━━━━━ EXCERPT ━━━━━

Alan Fortenberry, Vice-Chairman of Ozarks Water Watch and CEO of Beaver Water District (center) and David Casaletto, Ozarks Water Watch President and Executive Director (left) at the BWA celebration.
The need for a Beaver watershed organization was established during the past several years through a study done on the Beaver watershed in northwest Arkansas. Conducted under contract with the Northwest Arkansas Council, the consulting firm Tetra Tech studied the current status of water quality in Beaver Lake, the threats to water quality, and ways to sustain adequate water quality in future years.
The study acknowledged that the continuing development of this dynamic region of Arkansas---including the Bentonville, Rogers, Springdale and Fayetteville communities----implies threats to water quality. The Northwest Arkansas Council recognized the essential importance of good quality water to the region's future in sponsoring the study. The challenge was to identify major threats, their potential impact on the watershed and reservoir and to recommend strategies to counter these threats.

Map of Beaver Lake Watershed
The final report included specific recommendations based on models of watershed dynamics. These recommendations focused on strategies to mitigate increases in nutrients and sediment in Beaver Lake. With feedback from community leaders throughout the watershed, the recommendations summarized below in capsule form were intended to help develop citizen-led voluntary programs, minimize regulations affecting landowners and support the economic development of communities.
- Core voluntary Best Management Practices (BMPs)
- Developer and contractor lake protection certification program
- Education and stewardship program
- Monitoring program and adaptive steps for lake and stream protection
- Beaver Lake Watershed Council
This last recommendation, the establishment of a watershed organization, started in 2008 when the Beaver Lake Watershed Policy Advisory Group was formed and has now been accomplished as the Beaver Watershed Alliance. The new organization used as models other not-for-profit watershed organizations that focus on major watersheds of this and other regions around the country. The nearby Illinois River Watershed Partnership, the Kings River Watershed Partnership and the James River Basin Partnership all provided relevant models for the new organization. The Beaver Watershed Alliance will focus on education and volunteer efforts very similar to the Illinois River Watershed Partnership.

━━━━━ PROVIDED RECORDS ━━━━━

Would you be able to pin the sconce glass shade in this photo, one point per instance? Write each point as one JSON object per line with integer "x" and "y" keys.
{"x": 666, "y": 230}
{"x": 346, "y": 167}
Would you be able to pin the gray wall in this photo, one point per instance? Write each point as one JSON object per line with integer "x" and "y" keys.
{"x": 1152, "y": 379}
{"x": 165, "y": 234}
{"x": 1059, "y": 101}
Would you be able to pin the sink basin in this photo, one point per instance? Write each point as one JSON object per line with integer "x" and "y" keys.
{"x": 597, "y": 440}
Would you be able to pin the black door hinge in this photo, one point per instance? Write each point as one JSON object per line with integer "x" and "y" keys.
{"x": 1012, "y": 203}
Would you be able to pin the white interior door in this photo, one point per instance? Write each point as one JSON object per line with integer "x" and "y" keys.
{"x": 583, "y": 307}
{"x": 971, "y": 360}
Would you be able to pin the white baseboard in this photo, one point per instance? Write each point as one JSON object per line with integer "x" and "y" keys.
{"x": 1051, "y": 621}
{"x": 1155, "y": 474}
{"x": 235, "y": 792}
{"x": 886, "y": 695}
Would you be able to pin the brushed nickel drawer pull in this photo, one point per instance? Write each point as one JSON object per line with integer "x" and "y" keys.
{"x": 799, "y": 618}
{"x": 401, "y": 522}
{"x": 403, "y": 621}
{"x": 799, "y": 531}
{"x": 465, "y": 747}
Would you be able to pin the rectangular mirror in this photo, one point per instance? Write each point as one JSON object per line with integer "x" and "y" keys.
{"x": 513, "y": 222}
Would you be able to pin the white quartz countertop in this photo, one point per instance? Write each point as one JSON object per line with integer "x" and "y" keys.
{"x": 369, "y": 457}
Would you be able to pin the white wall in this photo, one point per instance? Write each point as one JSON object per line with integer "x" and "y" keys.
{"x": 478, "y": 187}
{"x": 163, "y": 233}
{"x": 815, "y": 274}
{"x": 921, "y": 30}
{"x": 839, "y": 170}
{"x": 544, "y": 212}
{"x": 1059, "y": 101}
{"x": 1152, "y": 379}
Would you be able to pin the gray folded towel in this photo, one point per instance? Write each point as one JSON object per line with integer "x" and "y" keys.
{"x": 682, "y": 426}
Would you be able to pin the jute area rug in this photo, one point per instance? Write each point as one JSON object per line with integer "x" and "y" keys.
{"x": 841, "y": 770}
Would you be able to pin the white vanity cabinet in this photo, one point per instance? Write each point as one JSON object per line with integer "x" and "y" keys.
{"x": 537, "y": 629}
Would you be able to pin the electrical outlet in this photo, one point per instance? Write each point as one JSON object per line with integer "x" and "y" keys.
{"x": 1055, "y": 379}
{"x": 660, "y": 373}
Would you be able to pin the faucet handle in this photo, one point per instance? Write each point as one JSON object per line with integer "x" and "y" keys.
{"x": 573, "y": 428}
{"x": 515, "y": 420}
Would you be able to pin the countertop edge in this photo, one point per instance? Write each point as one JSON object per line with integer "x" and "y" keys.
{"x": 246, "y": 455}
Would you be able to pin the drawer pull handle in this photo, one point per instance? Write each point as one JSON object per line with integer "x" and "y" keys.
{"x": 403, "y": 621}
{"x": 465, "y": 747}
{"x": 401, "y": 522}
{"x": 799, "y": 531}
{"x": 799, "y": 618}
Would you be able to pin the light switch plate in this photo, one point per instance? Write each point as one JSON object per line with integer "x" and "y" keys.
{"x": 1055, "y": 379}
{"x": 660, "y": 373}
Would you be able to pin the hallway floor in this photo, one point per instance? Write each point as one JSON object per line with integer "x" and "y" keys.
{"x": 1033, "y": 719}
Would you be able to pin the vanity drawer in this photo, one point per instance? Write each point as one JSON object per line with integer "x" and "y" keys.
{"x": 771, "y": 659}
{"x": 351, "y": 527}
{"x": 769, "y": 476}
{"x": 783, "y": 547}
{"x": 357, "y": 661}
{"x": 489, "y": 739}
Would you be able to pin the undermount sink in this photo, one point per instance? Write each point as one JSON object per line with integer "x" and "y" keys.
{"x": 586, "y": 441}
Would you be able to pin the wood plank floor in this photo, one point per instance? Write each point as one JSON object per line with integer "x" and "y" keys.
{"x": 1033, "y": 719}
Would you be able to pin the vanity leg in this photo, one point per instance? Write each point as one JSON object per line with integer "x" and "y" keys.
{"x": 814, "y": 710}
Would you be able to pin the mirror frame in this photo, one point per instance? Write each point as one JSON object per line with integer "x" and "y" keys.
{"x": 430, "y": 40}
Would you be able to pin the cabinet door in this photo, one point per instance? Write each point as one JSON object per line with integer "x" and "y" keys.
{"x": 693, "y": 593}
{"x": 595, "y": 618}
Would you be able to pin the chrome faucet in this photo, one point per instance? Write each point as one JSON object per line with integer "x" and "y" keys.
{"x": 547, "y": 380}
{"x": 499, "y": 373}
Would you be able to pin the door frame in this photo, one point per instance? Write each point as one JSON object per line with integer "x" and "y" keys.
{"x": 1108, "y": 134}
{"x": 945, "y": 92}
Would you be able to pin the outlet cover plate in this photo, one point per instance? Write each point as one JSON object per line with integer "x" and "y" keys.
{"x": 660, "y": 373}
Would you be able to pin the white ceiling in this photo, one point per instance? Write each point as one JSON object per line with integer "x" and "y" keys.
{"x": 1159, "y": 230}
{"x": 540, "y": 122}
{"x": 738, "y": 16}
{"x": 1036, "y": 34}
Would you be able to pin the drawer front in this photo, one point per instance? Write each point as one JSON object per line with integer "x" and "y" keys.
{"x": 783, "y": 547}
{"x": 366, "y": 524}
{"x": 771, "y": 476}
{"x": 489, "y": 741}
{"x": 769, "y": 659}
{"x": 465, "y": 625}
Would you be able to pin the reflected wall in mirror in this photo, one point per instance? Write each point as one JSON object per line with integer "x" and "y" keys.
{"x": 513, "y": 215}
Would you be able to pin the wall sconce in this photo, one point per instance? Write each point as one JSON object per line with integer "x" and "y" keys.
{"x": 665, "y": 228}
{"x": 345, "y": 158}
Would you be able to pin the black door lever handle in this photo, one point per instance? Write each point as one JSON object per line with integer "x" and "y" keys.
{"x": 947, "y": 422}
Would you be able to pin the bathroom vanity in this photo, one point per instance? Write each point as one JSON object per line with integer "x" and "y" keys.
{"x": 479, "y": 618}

━━━━━
━━━━━ PROVIDED RECORDS ━━━━━

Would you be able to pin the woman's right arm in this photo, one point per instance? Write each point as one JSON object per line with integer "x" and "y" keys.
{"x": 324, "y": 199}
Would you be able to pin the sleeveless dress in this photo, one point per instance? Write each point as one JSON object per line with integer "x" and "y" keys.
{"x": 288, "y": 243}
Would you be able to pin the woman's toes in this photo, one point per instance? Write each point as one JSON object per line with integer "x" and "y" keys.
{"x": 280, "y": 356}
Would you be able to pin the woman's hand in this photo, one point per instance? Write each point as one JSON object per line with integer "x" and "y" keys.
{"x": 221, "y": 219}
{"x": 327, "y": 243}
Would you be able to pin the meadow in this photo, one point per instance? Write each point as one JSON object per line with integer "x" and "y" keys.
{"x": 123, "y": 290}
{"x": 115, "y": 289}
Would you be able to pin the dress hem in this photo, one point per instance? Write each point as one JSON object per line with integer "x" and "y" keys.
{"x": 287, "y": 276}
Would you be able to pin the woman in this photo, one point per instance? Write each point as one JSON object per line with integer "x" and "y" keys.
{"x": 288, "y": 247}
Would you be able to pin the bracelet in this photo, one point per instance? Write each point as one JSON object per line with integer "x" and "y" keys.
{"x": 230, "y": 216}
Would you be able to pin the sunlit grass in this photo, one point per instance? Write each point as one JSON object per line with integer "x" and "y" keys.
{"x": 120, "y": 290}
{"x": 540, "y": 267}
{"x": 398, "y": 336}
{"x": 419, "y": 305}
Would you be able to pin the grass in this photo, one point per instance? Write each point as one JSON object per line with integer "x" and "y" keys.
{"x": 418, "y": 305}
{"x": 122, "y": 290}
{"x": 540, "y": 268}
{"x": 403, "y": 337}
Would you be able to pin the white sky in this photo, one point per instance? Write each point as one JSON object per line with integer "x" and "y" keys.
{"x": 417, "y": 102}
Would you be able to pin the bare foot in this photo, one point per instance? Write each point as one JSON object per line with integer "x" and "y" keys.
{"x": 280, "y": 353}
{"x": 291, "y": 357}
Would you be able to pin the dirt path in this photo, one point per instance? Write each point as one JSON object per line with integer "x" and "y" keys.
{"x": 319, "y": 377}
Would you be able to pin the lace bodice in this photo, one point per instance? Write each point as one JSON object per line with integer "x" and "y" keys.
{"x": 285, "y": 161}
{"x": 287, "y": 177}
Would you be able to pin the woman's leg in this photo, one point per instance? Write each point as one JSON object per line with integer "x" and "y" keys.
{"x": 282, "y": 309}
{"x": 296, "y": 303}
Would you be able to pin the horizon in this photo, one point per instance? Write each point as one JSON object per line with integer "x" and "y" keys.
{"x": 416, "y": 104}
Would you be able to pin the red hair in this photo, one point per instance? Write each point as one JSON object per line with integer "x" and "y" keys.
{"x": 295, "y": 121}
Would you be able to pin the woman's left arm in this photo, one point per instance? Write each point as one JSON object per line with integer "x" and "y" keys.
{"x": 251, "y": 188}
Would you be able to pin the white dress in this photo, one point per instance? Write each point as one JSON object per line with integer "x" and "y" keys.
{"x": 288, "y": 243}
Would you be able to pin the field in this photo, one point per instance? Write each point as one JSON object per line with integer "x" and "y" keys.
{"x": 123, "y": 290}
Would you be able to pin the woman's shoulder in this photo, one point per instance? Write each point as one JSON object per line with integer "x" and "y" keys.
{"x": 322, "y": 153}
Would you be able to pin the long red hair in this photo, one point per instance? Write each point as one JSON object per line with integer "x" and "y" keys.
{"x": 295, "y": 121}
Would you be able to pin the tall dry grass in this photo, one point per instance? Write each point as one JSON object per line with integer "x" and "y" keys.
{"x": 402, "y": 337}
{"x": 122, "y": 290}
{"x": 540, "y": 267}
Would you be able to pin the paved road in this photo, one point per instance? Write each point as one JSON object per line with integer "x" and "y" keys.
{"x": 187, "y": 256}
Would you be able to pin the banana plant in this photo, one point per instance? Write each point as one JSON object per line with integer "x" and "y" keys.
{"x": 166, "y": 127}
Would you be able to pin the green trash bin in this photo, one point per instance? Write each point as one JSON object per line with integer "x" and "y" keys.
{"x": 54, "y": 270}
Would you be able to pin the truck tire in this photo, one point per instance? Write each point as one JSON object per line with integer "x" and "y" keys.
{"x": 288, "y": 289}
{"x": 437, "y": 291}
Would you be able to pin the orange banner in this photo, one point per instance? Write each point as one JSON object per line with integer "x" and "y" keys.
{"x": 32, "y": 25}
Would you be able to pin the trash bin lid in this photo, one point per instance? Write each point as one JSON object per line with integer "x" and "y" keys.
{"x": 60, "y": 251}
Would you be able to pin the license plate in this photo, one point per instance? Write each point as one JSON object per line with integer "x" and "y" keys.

━━━━━

## GIVEN TASK 1:
According to the Beaver Lake watershed excerpt, which consulting firm studied water quality in Beaver Lake under contract with the Northwest Arkansas Council?
## GIVEN TASK 2:
Transcribe a passage of the Beaver Lake watershed excerpt, starting at the words "Map of Beaver" and ending after the words "development of communities.".
## GIVEN TASK 3:
Write the next part of the Beaver Lake watershed excerpt, picking up after its final sentence.

## EXERCISE RESULT 1:
Tetra Tech

## EXERCISE RESULT 2:
Map of Beaver Lake Watershed
The final report included specific recommendations based on models of watershed dynamics. These recommendations focused on strategies to mitigate increases in nutrients and sediment in Beaver Lake. With feedback from community leaders throughout the watershed, the recommendations summarized below in capsule form were intended to help develop citizen-led voluntary programs, minimize regulations affecting landowners and support the economic development of communities.

## EXERCISE RESULT 3:
The Beaver Watershed Alliance goal is to maintain a long-term, high-quality drinking water supply to meet present needs and continuing growth of the region through three primary objectives:
1. Work on voluntary and educational programs and projects
2. Foster communication among diverse stakeholders
3. Restore water quality of impaired stream and lake areas
The Northwest Arkansas Council prevailed on Dr. Nicole Hardiman of the University of Arkansas to help get this new organization off the ground. The challenges in such an undertaking were numerous. They included building consensus for programs and obtaining support from the variety of stakeholder groups (e.g. city mayors, county judges, business and industrial leaders, farm and property groups, environmental interests, etc.) The Beaver watershed includes Washington, Benton, Madison and Carroll Counties in Arkansas.

New Beaver Watershed Alliance Board
The new Beaver Watershed Alliance Board has members from the following eight stakeholder groups, who represent the diversity of interests across the watershed and Northwest Arkansas region: 1. agriculture, 2. business, 3. conservation, 4. construction/developer, 5. technical, 6. government, 7. recreation, and 8. drinking water customers. The board represents leaders in the community who are very interested in working together. Please join me in welcoming our newest member of the watershed organizations working in the Upper White River Basin to keep our waters pure and clean!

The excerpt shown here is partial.